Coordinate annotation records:
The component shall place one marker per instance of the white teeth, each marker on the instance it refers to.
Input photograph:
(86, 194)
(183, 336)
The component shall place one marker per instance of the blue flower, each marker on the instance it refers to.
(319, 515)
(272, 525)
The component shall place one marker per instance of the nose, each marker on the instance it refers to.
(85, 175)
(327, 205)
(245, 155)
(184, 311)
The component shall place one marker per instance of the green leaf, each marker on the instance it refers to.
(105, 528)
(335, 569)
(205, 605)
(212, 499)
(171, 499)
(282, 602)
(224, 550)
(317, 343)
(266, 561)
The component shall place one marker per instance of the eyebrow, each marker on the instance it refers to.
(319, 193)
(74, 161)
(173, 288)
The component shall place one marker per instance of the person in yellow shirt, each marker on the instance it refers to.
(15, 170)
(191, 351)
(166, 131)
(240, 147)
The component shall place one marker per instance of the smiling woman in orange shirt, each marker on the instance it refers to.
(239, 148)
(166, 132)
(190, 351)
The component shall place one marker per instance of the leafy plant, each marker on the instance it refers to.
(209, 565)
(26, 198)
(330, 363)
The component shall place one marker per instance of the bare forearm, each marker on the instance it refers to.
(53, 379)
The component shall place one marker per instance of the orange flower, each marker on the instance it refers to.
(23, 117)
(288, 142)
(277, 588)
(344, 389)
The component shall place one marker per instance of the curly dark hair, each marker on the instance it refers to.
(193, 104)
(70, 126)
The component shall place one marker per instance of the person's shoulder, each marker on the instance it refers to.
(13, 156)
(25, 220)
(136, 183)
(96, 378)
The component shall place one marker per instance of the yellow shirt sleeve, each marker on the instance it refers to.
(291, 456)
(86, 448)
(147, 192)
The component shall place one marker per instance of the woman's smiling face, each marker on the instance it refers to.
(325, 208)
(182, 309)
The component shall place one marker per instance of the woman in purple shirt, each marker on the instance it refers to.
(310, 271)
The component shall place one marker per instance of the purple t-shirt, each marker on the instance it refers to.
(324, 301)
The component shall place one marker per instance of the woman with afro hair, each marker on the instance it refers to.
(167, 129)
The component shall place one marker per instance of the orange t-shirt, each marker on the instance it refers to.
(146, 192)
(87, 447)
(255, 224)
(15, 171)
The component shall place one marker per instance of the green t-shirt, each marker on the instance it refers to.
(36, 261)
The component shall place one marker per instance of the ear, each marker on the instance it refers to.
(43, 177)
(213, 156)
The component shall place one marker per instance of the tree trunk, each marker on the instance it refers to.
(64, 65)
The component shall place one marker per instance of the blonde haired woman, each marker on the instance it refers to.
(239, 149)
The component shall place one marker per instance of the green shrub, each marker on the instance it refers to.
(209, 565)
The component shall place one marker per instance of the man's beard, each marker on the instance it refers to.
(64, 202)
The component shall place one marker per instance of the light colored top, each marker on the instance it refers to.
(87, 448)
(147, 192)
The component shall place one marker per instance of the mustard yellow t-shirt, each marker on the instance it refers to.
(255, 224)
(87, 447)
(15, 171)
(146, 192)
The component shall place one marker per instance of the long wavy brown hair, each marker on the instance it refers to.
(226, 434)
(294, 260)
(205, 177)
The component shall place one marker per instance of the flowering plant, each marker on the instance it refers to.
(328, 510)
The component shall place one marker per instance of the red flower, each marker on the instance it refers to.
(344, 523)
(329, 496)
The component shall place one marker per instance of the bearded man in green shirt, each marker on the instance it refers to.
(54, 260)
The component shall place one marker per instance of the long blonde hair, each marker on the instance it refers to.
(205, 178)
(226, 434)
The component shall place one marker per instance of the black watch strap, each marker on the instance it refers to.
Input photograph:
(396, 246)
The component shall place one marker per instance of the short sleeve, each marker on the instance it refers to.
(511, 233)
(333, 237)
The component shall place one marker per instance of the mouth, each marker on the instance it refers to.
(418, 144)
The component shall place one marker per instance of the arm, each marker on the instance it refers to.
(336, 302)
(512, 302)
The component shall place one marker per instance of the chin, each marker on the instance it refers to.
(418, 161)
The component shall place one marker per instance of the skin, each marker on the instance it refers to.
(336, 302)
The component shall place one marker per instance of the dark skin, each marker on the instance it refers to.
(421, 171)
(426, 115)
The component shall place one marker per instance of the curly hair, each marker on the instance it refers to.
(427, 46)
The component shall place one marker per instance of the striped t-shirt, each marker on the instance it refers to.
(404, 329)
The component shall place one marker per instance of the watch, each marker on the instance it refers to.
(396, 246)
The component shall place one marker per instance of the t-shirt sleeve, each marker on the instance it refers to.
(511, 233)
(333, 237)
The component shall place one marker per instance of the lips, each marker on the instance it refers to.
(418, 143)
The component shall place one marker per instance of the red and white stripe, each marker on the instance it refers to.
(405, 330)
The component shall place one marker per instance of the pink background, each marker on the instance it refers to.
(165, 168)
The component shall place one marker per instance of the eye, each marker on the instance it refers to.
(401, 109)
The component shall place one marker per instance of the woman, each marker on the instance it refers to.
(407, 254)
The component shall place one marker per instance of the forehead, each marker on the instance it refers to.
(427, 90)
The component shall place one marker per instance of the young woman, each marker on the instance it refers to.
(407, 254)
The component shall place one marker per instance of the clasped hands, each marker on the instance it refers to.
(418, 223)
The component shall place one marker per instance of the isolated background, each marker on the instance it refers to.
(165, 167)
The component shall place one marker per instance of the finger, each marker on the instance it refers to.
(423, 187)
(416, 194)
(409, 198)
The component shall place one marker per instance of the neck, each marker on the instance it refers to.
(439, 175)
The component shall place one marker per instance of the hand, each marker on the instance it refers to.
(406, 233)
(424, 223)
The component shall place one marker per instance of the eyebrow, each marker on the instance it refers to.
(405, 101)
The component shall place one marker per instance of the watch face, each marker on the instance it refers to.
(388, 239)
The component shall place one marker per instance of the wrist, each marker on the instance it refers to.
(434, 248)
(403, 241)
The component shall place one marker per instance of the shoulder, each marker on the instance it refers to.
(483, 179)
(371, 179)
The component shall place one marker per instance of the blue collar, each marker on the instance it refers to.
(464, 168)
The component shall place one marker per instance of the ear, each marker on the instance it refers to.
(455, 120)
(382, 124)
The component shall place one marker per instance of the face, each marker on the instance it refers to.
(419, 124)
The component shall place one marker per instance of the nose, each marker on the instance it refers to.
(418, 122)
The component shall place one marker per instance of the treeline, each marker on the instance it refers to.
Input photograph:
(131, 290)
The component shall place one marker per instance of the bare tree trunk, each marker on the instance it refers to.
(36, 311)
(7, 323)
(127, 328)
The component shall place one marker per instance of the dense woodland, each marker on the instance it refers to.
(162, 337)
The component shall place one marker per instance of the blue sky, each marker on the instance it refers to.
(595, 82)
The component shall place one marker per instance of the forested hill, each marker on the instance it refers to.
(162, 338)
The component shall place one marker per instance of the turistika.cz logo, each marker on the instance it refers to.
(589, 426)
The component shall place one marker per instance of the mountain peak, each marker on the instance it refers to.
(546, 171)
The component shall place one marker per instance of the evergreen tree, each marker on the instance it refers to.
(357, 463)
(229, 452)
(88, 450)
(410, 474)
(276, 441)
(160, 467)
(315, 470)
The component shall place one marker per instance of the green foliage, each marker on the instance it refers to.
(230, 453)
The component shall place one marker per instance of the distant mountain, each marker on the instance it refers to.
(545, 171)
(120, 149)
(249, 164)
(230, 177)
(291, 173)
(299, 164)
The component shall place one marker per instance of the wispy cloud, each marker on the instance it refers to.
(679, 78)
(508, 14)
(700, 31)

_AIM_:
Write the data from above out again, exactly.

_CORRECT RESULT_:
The component shall place one marker per instance of the white teeth, each marker on the instance it refers to.
Input photograph:
(86, 194)
(183, 336)
The component shall place one marker per instance of the blue flower, each marker on the instance it refers to.
(319, 515)
(272, 525)
The component shall place one marker per instance of the nose, each marker on the instance it refers to.
(85, 175)
(327, 205)
(245, 155)
(184, 311)
The component shall place one marker per instance of the green leaf, each marker on the instance it refers to.
(105, 528)
(335, 569)
(205, 605)
(212, 499)
(171, 499)
(282, 602)
(224, 550)
(317, 343)
(266, 561)
The component shall place one marker per instance of the eyebrow, each marker on the instance it refers to.
(319, 193)
(74, 161)
(173, 288)
The component shall place one marker per instance of the person in yellow shirt, each marker on the instance it refers to.
(15, 170)
(191, 351)
(166, 131)
(240, 147)
The component shall place one marker per instance of the smiling woman in orange shirt, each marker on the instance it refers to.
(239, 148)
(166, 132)
(190, 351)
The component shall place one marker per instance of the leafy plant, each marker on the instance it refers to.
(209, 565)
(26, 198)
(330, 363)
The component shall place one marker per instance of the bare forearm, each marker on the instance it refers to.
(53, 379)
The component shall place one marker per instance of the orange flower, each marker on the instance it refers to.
(23, 117)
(288, 142)
(277, 588)
(344, 389)
The component shall place one marker per instance of the curly dark hair, each marker on the instance it refers to.
(193, 104)
(70, 126)
The component shall place one marker per instance of the person's shoulder, each marker on the instance it refers to.
(13, 156)
(25, 220)
(136, 183)
(96, 378)
The component shall place one marker per instance of the yellow shirt sleeve, each marker on the instance it refers to.
(291, 456)
(86, 448)
(147, 192)
The component shall place one marker per instance of the woman's smiling face, each marker on the instance it refers to.
(325, 208)
(182, 309)
The component shall place one marker per instance of the woman in purple shirt, each marker on the instance it refers to.
(310, 271)
The component shall place one marker per instance of the purple t-shirt, each marker on the instance it refers to.
(324, 301)
The component shall place one marker per instance of the woman with afro hair, each marker on the instance it refers to.
(167, 129)
The component shall place one marker per instance of the orange t-shirt, each marker on the instance it refers to.
(146, 192)
(87, 447)
(255, 224)
(15, 171)
The component shall place one marker per instance of the green t-shirt, each marker on the instance it refers to.
(36, 261)
The component shall place one marker per instance of the ear, each marker on the instance it refers to.
(43, 177)
(213, 156)
The component shall place one marker per instance of the tree trunk, each marker on the instance it refers to.
(64, 65)
The component shall place one marker per instance of the blonde haired woman, each marker on the instance it refers to.
(239, 149)
The component shall place one marker per instance of the green shrub, each marker on the instance it refers to.
(209, 565)
The component shall place one marker per instance of the man's beard, each marker on the instance it refers to.
(64, 202)
The component shall place one marker per instance of the light colored top, each marker on the instance it refers to.
(87, 448)
(147, 192)
The component shall place one marker per instance of the mustard yellow t-shirt, each marker on the instance it refers to.
(255, 224)
(87, 447)
(15, 171)
(146, 192)
The component shall place one marker per instance of the long wavy brown hair, each marker on the instance it refers to.
(226, 434)
(294, 260)
(205, 177)
The component shall place one marker per instance of the flowering plant, each marker on the instance it refers to.
(328, 510)
The component shall place one marker per instance of the red flower, each marker on the instance it refers to.
(344, 523)
(329, 496)
The component shall place one marker per instance of the bearded man in green shirt, each marker on the instance it refers to.
(54, 260)
The component shall place one marker per instance of the long blonde hair, each marker on the instance it refers to.
(205, 178)
(226, 434)
The component shall place one marker per instance of the black watch strap, each marker on the instance it refers to.
Input photograph:
(396, 246)
The component shall place one marker per instance of the short sleeve, each marker on the instance it refers to.
(511, 233)
(333, 237)
The component shall place one marker per instance of the mouth, each marker on the instance it refers to.
(418, 144)
The component shall place one marker per instance of the arm, each marker on the instance it refers to.
(336, 302)
(512, 302)
The component shall place one marker per instance of the chin, each marker on the instance it refers to.
(418, 161)
The component shall place one marker per instance of the skin, each marker on the instance it refers to.
(336, 302)
The component shall place one marker per instance of the dark skin, each marker on the instance it refers to.
(421, 171)
(426, 115)
The component shall place one marker per instance of the curly hair, each marker on the instance it refers to.
(427, 46)
The component shall place one marker per instance of the striped t-shirt, each marker on the instance it refers to.
(404, 329)
The component shall place one marker per instance of the watch, each marker on the instance it refers to.
(396, 246)
The component shall place one marker per instance of the t-shirt sleeve, each marker on the instance it refers to.
(511, 233)
(333, 237)
The component shall place one marker per instance of the lips, each marker on the instance it refers to.
(418, 143)
The component shall place one marker per instance of the red and white stripe, each marker on the instance it refers to.
(405, 330)
The component shall place one marker per instance of the pink background, each marker on the instance it refers to.
(165, 168)
The component shall place one marker per instance of the eye, each marker on the instance it refers to.
(401, 109)
The component shall place one marker per instance of the woman, each marker on the instance it refers to.
(407, 254)
The component shall place one marker per instance of the forehead, each marker on the instance it refers to.
(427, 90)
The component shall place one marker per instance of the young woman, each marker on the instance it refers to.
(407, 254)
The component shall place one marker per instance of the clasped hands, each marker on the instance it refers to.
(418, 223)
The component shall place one marker per instance of the isolated background, each marker on the instance it refers to.
(165, 167)
The component shall place one marker per instance of the finger, each marker on the instance it refers to.
(423, 187)
(416, 194)
(409, 198)
The component shall place one marker per instance of the neck, each marker on the instance it refers to.
(439, 175)
The component shall place one marker per instance of the hand, each marker on the instance it refers to.
(406, 233)
(424, 223)
The component shall place one marker per instance of the eyebrow, each marker on the instance it refers to.
(405, 101)
The component shall place one marker per instance of the watch face, each marker on the instance it refers to.
(388, 239)
The component shall place one marker per instance of the wrist, each marker on the instance it refers to.
(434, 248)
(403, 241)
The component shall place one marker per instance of the shoulder, each marker on the instance it refers to.
(483, 179)
(371, 179)
The component shall place one marker per instance of the blue collar, each marker on the instance it refers to.
(464, 168)
The component shall place one marker per instance of the ear, each marker on the instance it refers to.
(455, 120)
(382, 124)
The component shall place one marker per instance of the face, each marker on the instance it refers to.
(419, 124)
The component shall place one marker per instance of the nose, each marker on the instance it refers to.
(418, 122)
The component shall place one marker per instance of the treeline, each marker on the instance it refers to.
Input photograph:
(131, 290)
The component shall place one marker per instance of the bare tree trunk, each marker on the instance it refers to.
(36, 311)
(7, 323)
(127, 328)
The component shall place one marker per instance of the dense woodland, each marker on the instance it refers to.
(162, 337)
The component shall place one marker per instance of the blue sky, each marker on the instance it refers to.
(595, 82)
The component shall place one marker per instance of the forested hill, each marker on the instance it refers to.
(162, 338)
The component shall place one marker per instance of the turistika.cz logo, each marker on the instance it refers to.
(589, 426)
The component shall place one marker per instance of the mountain peak, each marker on the instance it refers to.
(546, 171)
The component shall place one marker per instance of the evergreen tree, each marker on the instance it refers to.
(357, 463)
(229, 452)
(88, 450)
(410, 474)
(276, 441)
(160, 467)
(315, 470)
The component shall place one marker per instance of the green foliage, each marker on the instance it refers to.
(230, 453)
The component shall place one marker per instance of the distant mountain, each marker on the instance it refers to.
(545, 171)
(120, 149)
(249, 164)
(230, 177)
(291, 173)
(299, 164)
The component shall place one marker per instance of the wispy cloud, each marker on the instance it refers to.
(679, 78)
(508, 14)
(700, 31)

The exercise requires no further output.